▶ **What is expected**:
The records below must be transcribed precisely and in full.

[[ Records to use, beginning ]]

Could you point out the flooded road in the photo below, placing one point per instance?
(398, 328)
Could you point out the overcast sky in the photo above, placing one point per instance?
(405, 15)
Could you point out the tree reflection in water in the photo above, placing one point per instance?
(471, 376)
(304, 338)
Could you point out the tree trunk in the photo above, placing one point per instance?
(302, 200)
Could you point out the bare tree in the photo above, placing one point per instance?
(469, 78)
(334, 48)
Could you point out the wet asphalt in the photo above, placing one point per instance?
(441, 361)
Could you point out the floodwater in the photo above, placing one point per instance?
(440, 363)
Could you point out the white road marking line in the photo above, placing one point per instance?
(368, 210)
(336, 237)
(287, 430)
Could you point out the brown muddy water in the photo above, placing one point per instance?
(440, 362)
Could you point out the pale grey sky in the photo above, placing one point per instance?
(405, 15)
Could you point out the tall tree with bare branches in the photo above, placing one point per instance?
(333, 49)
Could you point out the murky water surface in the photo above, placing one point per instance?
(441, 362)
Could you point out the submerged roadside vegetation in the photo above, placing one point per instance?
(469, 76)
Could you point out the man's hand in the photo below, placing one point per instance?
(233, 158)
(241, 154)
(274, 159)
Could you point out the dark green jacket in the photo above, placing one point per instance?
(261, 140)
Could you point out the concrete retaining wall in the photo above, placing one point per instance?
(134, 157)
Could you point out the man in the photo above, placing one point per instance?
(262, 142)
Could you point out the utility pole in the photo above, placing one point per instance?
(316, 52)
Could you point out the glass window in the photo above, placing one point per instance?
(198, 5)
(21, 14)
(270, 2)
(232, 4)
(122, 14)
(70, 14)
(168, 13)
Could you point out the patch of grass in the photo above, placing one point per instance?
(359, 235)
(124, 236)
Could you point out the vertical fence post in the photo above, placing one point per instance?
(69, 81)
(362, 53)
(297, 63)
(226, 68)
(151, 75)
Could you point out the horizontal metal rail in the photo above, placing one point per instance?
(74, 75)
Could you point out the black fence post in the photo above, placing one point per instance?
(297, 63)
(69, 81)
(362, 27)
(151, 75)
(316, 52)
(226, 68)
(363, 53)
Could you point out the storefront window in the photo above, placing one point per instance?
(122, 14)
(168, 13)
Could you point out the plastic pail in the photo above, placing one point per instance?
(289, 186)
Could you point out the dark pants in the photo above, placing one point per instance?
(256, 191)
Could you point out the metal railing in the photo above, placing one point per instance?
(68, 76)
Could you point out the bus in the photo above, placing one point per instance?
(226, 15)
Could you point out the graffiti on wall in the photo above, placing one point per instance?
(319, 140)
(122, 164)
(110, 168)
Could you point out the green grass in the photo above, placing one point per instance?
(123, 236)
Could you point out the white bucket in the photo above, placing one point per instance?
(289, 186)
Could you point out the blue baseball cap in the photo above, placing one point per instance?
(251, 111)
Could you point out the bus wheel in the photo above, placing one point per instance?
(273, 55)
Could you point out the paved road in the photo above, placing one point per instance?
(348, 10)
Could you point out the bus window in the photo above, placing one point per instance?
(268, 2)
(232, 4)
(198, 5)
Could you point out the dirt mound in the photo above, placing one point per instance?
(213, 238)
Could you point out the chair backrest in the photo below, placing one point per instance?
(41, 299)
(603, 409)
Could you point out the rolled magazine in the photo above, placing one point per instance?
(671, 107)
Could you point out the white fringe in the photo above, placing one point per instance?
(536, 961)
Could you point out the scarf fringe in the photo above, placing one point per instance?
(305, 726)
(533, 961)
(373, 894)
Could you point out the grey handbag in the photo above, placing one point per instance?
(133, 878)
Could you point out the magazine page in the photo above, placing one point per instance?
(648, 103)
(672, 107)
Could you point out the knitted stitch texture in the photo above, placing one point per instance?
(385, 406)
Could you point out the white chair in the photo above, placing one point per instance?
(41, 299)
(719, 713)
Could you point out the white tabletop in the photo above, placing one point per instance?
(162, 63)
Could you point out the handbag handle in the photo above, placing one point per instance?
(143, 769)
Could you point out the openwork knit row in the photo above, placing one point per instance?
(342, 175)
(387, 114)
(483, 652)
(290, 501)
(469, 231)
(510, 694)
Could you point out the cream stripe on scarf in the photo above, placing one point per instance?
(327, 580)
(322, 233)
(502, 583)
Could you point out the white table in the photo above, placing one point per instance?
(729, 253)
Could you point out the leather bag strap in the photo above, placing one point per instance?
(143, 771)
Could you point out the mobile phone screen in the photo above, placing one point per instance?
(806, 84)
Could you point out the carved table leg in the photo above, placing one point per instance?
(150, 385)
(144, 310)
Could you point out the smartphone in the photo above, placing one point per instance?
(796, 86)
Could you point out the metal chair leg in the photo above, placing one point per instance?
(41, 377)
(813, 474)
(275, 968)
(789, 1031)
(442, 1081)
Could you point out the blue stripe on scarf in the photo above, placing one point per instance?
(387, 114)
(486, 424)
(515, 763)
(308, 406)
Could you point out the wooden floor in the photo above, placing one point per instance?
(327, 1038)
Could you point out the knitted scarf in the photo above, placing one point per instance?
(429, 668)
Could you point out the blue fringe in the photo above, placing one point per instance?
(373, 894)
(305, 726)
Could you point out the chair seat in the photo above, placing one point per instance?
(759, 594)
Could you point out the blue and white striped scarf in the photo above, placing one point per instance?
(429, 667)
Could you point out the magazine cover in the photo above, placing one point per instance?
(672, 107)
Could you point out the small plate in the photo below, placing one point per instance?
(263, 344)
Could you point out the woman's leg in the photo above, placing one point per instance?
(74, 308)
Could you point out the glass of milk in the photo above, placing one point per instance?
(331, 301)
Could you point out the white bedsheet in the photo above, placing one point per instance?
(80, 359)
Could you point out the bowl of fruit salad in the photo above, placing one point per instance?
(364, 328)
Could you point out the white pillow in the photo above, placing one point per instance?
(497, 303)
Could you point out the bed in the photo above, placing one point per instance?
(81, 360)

[[ Records to use, end ]]

▶ **Expected output**:
Could you point out the flooded road in the photo below, placing one point per instance?
(398, 328)
Could you point out the overcast sky in the photo above, placing one point per instance?
(405, 15)
Could you point out the tree reflection in water in the photo above, placing one point per instance?
(471, 376)
(304, 338)
Could you point out the tree trunk in the photo above, placing one point per instance?
(302, 200)
Could you point out the bare tree in the photo above, placing one point per instance?
(469, 78)
(334, 48)
Could you point out the wet asphalt in the photo above, placing one point per instance?
(441, 361)
Could you point out the floodwater in the photo above, placing one point per instance?
(440, 363)
Could you point out the white road marking line in the photo above, placing one point per instance?
(368, 210)
(336, 237)
(287, 430)
Could you point out the brown muddy water in the photo above, placing one point per instance?
(440, 362)
Could you point out the pale grey sky in the photo above, placing one point per instance?
(405, 15)
Could you point out the tall tree with bare branches in the photo above, placing one point per instance?
(333, 49)
Could you point out the murky water surface in the photo above, placing one point per instance?
(441, 362)
Could you point out the submerged roadside vegetation in the photo above, placing one point per instance?
(469, 76)
Could you point out the man's hand in the photo below, placing one point per instance?
(233, 158)
(241, 154)
(274, 159)
Could you point out the dark green jacket in the photo above, placing one point per instance?
(261, 140)
Could you point out the concrete retaining wall in the photo above, placing one point per instance?
(134, 157)
Could you point out the man in the photo above, placing one point per instance?
(262, 142)
Could you point out the utility pole in the photo above, placing one point per instance?
(316, 52)
Could you point out the glass window in the photo above, placing one point per instance?
(198, 5)
(21, 14)
(270, 2)
(232, 4)
(122, 14)
(70, 14)
(168, 13)
Could you point out the patch of grass in the photo above, placing one point per instance?
(359, 235)
(124, 236)
Could you point out the vertical fence post in the photo above, placing one point per instance?
(69, 81)
(362, 53)
(297, 63)
(226, 68)
(151, 75)
Could you point out the horizontal metal rail in the photo above, placing one point per instance?
(74, 75)
Could you point out the black fence post in the photo above, placing one point per instance?
(297, 63)
(69, 81)
(362, 27)
(151, 75)
(316, 52)
(226, 68)
(363, 53)
Could you point out the storefront window in the photo above, placing one point per instance?
(122, 14)
(168, 13)
Could you point out the plastic pail in the photo above, placing one point per instance?
(289, 186)
Could you point out the dark pants in the photo above, placing one point per instance?
(256, 191)
Could you point out the metal railing in the photo above, placing one point per instance?
(68, 76)
Could you point out the bus in the photo above, placing one point per instance?
(226, 15)
Could you point out the graffiti on wall in the photo above, placing one point per instance?
(319, 140)
(122, 164)
(110, 168)
Could you point out the green grass in the photo above, placing one point per instance?
(123, 236)
Could you point out the white bucket in the photo above, placing one point per instance?
(289, 186)
Could you point out the blue baseball cap in the photo above, placing one point per instance?
(251, 111)
Could you point out the bus wheel in the photo above, placing one point per instance?
(273, 55)
Could you point out the paved road in the photo above, placing one point per instance?
(348, 10)
Could you point out the bus window in the photo above, placing one point per instance?
(268, 2)
(232, 4)
(198, 5)
Could you point out the dirt mound in the photo above, placing one point per instance?
(213, 238)
Could you point out the chair backrest in the photo below, placing one point per instance?
(41, 299)
(603, 409)
Could you point out the rolled magazine in the photo above, placing one point per instance?
(671, 107)
Could you point out the white fringe in the photo above, placing one point per instance?
(536, 961)
Could you point out the scarf fringe in the photo above, placing one point per instance?
(305, 726)
(533, 961)
(373, 894)
Could you point out the grey handbag in the photo above, placing one point per instance?
(133, 878)
Could you point out the magazine page in the photo above, placing one point per instance?
(648, 103)
(672, 107)
Could you point out the knitted stitch texture in the photo above, placing one point per instance?
(385, 406)
Could you point out the white chair in the photo above, placing one point per instance?
(41, 299)
(719, 713)
Could you point out the white tabletop in the photo above, placing one point per instance?
(162, 63)
Could you point out the handbag handle in the photo above, placing one point per instance?
(143, 769)
Could you point out the openwork knit row in the photo above, placing one point per instance?
(342, 175)
(387, 114)
(483, 652)
(290, 501)
(469, 231)
(510, 694)
Could you point out the cream stripe on scarf in the photo above, placing one point per instance?
(327, 580)
(322, 233)
(502, 583)
Could you point out the white table in the photo above, placing one point per instance?
(729, 253)
Could you point out the leather bag strap in the photo above, placing one point per instance?
(143, 771)
Could you point out the mobile phone screen in the photo above, placing one point per instance?
(806, 84)
Could you point out the carved table leg in the photo above, placing one point per instance?
(150, 385)
(144, 310)
Could you point out the smartphone in the photo above, placing one point per instance?
(796, 86)
Could you point out the metal chair leg in the photo above, placing one point per instance?
(41, 377)
(813, 474)
(275, 968)
(789, 1031)
(442, 1081)
Could you point out the blue stripe on scarf in the photo above, placing one point per instance?
(387, 114)
(486, 424)
(515, 763)
(308, 406)
Could you point out the wooden floor in the photo above, placing one point per instance?
(327, 1038)
Could you point out the knitted scarf in the photo above, placing one point per instance?
(429, 668)
Could you point out the blue fringe in the photo above, placing one point per instance?
(373, 894)
(305, 726)
Could you point out the chair seat in the photo above, placing one point per instance?
(759, 594)
Could you point out the blue and white striped scarf in the photo above, placing one point per instance?
(429, 667)
Could you point out the magazine cover in the photo above, placing one point per instance?
(672, 107)
Could you point out the small plate in the photo below, placing one point per instance?
(263, 344)
Could you point out the woman's leg in the photo above, placing one point per instance?
(74, 308)
Could you point out the glass of milk in the photo above, placing one point per instance?
(331, 301)
Could you point out the white bedsheet in the photo above, placing one point per instance?
(80, 359)
Could you point out the bowl of fruit salad in the photo above, placing one point per instance?
(364, 328)
Could you point out the white pillow in the photo above, placing one point per instance?
(497, 303)
Could you point out the bed in the photo above, placing one point per instance?
(81, 360)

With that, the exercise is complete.